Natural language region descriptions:

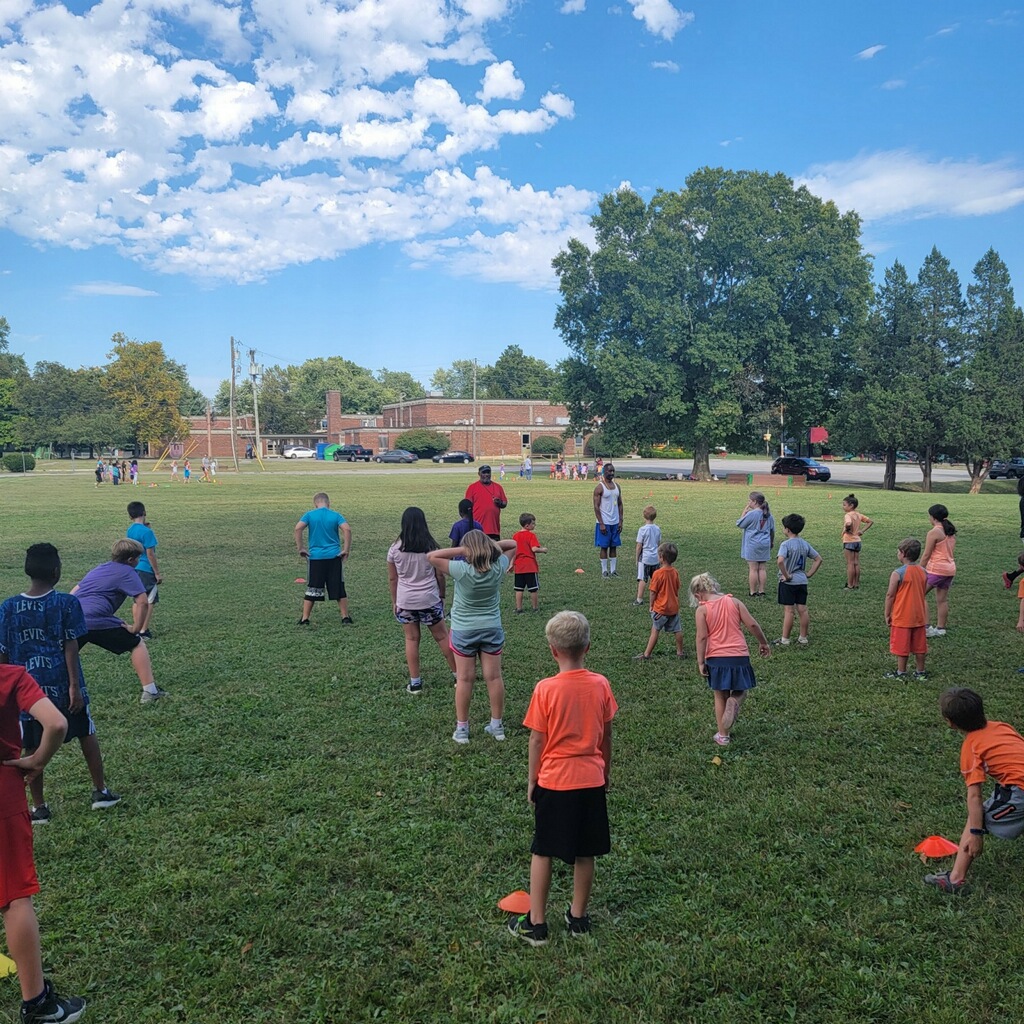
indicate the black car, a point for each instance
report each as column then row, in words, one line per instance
column 454, row 457
column 797, row 466
column 1012, row 469
column 352, row 453
column 395, row 455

▸ **Exercise description**: Leave the images aside and return the records above exactly as written.

▸ **Result for this exercise**:
indicate the black car, a point for each instance
report each as column then row, in words, one line per instance
column 454, row 457
column 797, row 466
column 1012, row 469
column 352, row 453
column 395, row 455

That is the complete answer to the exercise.